Exercise inputs:
=======
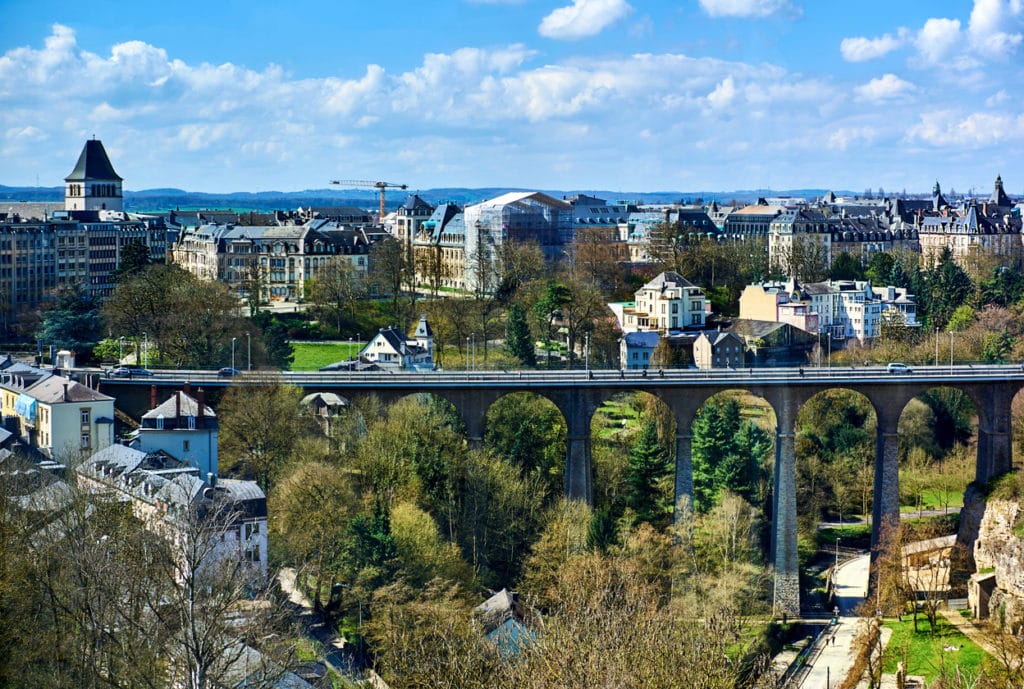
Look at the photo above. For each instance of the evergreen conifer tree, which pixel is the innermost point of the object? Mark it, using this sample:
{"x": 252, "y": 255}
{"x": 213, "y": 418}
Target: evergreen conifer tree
{"x": 520, "y": 344}
{"x": 647, "y": 467}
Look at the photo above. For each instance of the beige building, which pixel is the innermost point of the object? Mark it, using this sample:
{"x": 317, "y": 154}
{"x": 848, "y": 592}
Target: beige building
{"x": 276, "y": 259}
{"x": 842, "y": 309}
{"x": 980, "y": 235}
{"x": 666, "y": 303}
{"x": 53, "y": 415}
{"x": 439, "y": 249}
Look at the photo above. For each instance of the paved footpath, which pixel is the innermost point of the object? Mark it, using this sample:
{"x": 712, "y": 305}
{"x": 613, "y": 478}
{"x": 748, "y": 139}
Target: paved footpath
{"x": 975, "y": 634}
{"x": 834, "y": 654}
{"x": 338, "y": 654}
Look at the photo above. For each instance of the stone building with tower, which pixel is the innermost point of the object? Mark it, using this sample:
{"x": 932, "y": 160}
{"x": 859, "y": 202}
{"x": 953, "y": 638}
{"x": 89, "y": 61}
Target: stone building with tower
{"x": 42, "y": 249}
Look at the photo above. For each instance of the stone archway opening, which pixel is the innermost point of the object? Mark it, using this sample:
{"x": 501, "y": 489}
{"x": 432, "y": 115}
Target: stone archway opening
{"x": 836, "y": 444}
{"x": 732, "y": 449}
{"x": 632, "y": 437}
{"x": 528, "y": 431}
{"x": 938, "y": 451}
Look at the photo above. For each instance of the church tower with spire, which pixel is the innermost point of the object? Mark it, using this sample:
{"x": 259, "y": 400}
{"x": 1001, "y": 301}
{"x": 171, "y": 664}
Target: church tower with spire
{"x": 93, "y": 185}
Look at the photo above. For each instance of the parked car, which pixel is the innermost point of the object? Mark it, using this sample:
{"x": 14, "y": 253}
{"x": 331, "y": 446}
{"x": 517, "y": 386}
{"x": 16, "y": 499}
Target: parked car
{"x": 129, "y": 372}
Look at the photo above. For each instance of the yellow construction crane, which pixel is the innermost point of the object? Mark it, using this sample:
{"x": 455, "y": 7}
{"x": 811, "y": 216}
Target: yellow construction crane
{"x": 377, "y": 185}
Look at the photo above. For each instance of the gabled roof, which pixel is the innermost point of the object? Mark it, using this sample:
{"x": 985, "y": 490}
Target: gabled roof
{"x": 169, "y": 408}
{"x": 646, "y": 338}
{"x": 55, "y": 389}
{"x": 93, "y": 164}
{"x": 668, "y": 280}
{"x": 423, "y": 329}
{"x": 414, "y": 203}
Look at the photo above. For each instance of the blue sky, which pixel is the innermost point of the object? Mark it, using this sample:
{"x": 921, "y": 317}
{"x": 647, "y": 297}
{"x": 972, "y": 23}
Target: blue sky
{"x": 565, "y": 94}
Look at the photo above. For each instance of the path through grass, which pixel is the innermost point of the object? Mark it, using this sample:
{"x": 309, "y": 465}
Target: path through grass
{"x": 927, "y": 654}
{"x": 314, "y": 355}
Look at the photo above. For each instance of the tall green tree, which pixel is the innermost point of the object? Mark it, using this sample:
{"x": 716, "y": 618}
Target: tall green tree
{"x": 520, "y": 343}
{"x": 259, "y": 423}
{"x": 134, "y": 259}
{"x": 72, "y": 321}
{"x": 646, "y": 473}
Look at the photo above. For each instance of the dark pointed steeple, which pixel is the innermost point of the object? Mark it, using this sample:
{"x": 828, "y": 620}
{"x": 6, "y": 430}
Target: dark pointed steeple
{"x": 999, "y": 197}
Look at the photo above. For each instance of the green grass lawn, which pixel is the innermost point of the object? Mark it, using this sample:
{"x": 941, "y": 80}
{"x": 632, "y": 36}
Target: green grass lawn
{"x": 936, "y": 499}
{"x": 925, "y": 653}
{"x": 849, "y": 534}
{"x": 314, "y": 355}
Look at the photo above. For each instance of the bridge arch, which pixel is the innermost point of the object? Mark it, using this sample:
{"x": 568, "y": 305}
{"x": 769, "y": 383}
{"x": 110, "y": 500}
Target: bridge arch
{"x": 529, "y": 431}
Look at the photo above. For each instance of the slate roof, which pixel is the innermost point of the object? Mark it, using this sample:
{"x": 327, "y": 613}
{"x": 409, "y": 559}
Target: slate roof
{"x": 999, "y": 197}
{"x": 329, "y": 398}
{"x": 50, "y": 390}
{"x": 423, "y": 330}
{"x": 642, "y": 339}
{"x": 93, "y": 164}
{"x": 414, "y": 203}
{"x": 169, "y": 408}
{"x": 668, "y": 280}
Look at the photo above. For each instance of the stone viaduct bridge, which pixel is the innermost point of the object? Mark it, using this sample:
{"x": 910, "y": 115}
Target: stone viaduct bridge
{"x": 579, "y": 393}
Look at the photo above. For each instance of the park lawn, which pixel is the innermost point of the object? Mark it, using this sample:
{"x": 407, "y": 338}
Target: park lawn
{"x": 315, "y": 355}
{"x": 848, "y": 534}
{"x": 925, "y": 654}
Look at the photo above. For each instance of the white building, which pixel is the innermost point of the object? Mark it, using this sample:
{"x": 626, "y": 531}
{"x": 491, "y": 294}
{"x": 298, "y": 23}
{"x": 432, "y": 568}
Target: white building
{"x": 183, "y": 427}
{"x": 167, "y": 494}
{"x": 669, "y": 302}
{"x": 389, "y": 349}
{"x": 54, "y": 415}
{"x": 843, "y": 309}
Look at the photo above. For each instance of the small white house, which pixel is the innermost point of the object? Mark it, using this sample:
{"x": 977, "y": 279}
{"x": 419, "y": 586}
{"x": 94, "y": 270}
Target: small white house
{"x": 637, "y": 349}
{"x": 715, "y": 349}
{"x": 390, "y": 349}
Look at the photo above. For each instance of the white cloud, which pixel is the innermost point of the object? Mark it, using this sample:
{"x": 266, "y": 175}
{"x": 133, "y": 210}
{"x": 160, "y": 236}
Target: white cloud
{"x": 477, "y": 116}
{"x": 938, "y": 40}
{"x": 846, "y": 136}
{"x": 991, "y": 28}
{"x": 859, "y": 49}
{"x": 997, "y": 98}
{"x": 748, "y": 8}
{"x": 723, "y": 93}
{"x": 885, "y": 87}
{"x": 951, "y": 129}
{"x": 583, "y": 18}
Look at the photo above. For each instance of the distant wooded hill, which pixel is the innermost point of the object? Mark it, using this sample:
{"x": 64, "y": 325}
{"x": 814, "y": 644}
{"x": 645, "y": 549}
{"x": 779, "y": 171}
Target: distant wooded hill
{"x": 170, "y": 199}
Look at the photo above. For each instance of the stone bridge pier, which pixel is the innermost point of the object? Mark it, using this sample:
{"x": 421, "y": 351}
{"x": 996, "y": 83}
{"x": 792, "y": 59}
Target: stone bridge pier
{"x": 578, "y": 396}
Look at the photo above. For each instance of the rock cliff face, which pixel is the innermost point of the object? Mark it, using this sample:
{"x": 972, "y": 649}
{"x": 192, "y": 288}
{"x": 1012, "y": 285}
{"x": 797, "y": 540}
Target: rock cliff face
{"x": 997, "y": 588}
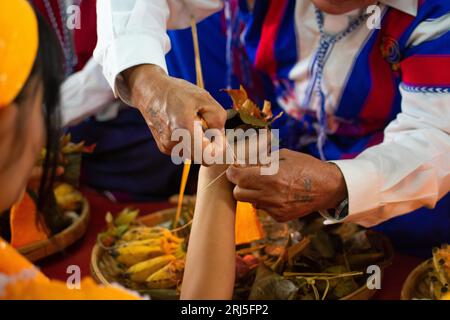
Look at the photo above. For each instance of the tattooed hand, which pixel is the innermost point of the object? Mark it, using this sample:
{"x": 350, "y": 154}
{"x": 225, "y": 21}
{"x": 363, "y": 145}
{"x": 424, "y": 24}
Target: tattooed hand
{"x": 303, "y": 185}
{"x": 169, "y": 103}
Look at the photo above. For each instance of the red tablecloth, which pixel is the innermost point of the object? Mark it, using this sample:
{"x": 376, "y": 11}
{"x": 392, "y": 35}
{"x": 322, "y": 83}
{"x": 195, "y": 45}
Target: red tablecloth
{"x": 79, "y": 254}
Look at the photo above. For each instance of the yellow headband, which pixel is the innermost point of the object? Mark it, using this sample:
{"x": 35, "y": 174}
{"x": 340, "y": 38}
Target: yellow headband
{"x": 19, "y": 40}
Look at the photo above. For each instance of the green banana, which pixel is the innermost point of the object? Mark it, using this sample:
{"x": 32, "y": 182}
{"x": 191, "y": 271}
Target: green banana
{"x": 130, "y": 255}
{"x": 142, "y": 270}
{"x": 167, "y": 277}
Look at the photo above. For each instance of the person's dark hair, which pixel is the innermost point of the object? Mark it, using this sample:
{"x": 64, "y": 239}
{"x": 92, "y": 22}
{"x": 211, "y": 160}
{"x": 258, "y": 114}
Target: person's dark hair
{"x": 48, "y": 68}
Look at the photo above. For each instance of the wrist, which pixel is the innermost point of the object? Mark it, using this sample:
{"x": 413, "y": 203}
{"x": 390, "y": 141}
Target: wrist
{"x": 338, "y": 190}
{"x": 142, "y": 81}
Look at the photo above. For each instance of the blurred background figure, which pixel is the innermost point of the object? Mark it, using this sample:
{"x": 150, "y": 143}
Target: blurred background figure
{"x": 126, "y": 162}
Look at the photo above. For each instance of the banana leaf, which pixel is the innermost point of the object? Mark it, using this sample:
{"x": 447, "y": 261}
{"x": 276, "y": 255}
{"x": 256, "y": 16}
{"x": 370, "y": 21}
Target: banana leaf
{"x": 269, "y": 285}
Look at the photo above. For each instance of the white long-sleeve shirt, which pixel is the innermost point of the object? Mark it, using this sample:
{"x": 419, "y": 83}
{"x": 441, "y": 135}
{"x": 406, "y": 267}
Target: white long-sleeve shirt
{"x": 409, "y": 170}
{"x": 87, "y": 93}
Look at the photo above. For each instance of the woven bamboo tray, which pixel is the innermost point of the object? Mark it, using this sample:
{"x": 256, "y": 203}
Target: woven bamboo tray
{"x": 103, "y": 273}
{"x": 60, "y": 241}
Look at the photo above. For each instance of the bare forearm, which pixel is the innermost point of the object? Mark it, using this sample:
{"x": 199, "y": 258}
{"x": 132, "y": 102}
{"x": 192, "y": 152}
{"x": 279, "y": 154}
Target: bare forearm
{"x": 210, "y": 263}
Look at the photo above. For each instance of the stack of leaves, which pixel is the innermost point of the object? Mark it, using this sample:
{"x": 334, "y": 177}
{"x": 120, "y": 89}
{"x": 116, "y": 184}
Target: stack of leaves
{"x": 70, "y": 159}
{"x": 248, "y": 111}
{"x": 312, "y": 262}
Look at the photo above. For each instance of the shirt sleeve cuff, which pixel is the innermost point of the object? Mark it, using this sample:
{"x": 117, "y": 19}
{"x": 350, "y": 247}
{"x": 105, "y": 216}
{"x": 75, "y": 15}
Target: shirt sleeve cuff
{"x": 129, "y": 51}
{"x": 363, "y": 187}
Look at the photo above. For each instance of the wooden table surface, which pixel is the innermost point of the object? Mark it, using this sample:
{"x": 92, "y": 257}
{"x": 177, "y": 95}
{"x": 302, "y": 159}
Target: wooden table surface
{"x": 79, "y": 254}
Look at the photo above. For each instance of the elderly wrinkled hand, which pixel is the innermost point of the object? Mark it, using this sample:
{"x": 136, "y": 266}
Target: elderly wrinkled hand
{"x": 169, "y": 103}
{"x": 303, "y": 185}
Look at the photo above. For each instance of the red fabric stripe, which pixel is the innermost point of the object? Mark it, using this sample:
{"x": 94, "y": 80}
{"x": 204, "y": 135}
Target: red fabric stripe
{"x": 265, "y": 55}
{"x": 379, "y": 102}
{"x": 425, "y": 70}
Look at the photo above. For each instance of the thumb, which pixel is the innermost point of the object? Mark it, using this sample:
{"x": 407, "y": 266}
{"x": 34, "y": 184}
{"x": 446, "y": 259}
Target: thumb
{"x": 215, "y": 116}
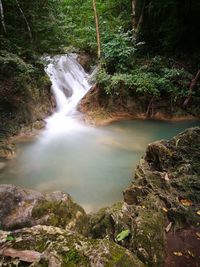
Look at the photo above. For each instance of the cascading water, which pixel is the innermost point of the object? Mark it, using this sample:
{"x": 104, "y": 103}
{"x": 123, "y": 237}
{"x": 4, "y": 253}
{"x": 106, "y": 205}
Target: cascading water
{"x": 92, "y": 164}
{"x": 69, "y": 85}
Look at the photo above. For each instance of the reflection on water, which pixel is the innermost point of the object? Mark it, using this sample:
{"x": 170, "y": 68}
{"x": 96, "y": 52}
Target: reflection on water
{"x": 92, "y": 164}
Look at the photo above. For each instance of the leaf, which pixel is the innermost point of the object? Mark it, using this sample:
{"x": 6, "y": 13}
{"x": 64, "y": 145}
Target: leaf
{"x": 10, "y": 238}
{"x": 198, "y": 234}
{"x": 167, "y": 229}
{"x": 198, "y": 212}
{"x": 191, "y": 253}
{"x": 164, "y": 209}
{"x": 177, "y": 141}
{"x": 166, "y": 177}
{"x": 178, "y": 253}
{"x": 121, "y": 236}
{"x": 186, "y": 202}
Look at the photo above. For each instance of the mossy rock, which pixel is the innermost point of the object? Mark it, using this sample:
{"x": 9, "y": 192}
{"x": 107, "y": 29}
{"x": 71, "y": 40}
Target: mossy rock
{"x": 52, "y": 246}
{"x": 24, "y": 208}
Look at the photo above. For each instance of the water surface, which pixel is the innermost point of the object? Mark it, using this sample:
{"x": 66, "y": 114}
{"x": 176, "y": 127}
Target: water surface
{"x": 94, "y": 165}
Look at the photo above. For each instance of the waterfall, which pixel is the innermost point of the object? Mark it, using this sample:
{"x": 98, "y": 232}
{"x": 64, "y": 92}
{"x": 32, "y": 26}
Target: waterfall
{"x": 69, "y": 85}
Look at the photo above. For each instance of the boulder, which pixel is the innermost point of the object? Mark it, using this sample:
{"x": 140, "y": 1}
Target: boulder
{"x": 25, "y": 208}
{"x": 164, "y": 196}
{"x": 55, "y": 247}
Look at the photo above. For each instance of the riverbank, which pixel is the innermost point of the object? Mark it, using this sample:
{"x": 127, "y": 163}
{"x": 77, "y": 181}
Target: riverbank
{"x": 101, "y": 109}
{"x": 160, "y": 207}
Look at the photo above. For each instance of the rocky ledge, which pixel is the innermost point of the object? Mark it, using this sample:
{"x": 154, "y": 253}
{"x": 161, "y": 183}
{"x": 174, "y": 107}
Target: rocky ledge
{"x": 157, "y": 224}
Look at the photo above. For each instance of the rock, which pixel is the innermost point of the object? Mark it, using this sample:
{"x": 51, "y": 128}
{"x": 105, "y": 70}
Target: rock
{"x": 52, "y": 246}
{"x": 25, "y": 208}
{"x": 166, "y": 179}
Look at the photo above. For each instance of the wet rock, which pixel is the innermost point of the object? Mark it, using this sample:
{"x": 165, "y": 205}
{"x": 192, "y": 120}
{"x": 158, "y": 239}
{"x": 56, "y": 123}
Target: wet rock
=======
Assignment: Exactly and only the lines from the top of the records down to the line containing "the stone building" should be transcribed, please, without the pictures.

Exercise solution:
Look at the photo above. For each instance of the evergreen conifer tree, which pixel is the innermost point of the object? Mark it, using this sample:
{"x": 252, "y": 255}
{"x": 213, "y": 418}
Target: evergreen conifer tree
{"x": 520, "y": 344}
{"x": 647, "y": 467}
Look at the photo above. For each instance of the beige building, which pixel is the innermost point of the object? Mark it, using this sample:
{"x": 317, "y": 154}
{"x": 848, "y": 592}
Target: beige building
{"x": 276, "y": 259}
{"x": 842, "y": 309}
{"x": 980, "y": 235}
{"x": 666, "y": 303}
{"x": 53, "y": 415}
{"x": 439, "y": 249}
Look at the photo above. For each instance of the paved footpath, which pixel is the innermost point of the object? Mark it, using this sample:
{"x": 712, "y": 305}
{"x": 613, "y": 478}
{"x": 748, "y": 139}
Target: paved footpath
{"x": 975, "y": 634}
{"x": 834, "y": 654}
{"x": 338, "y": 654}
Look at the photo above. For each instance of the stone building with tower, which pixel is the innermost point of the object? Mark it, using this sample:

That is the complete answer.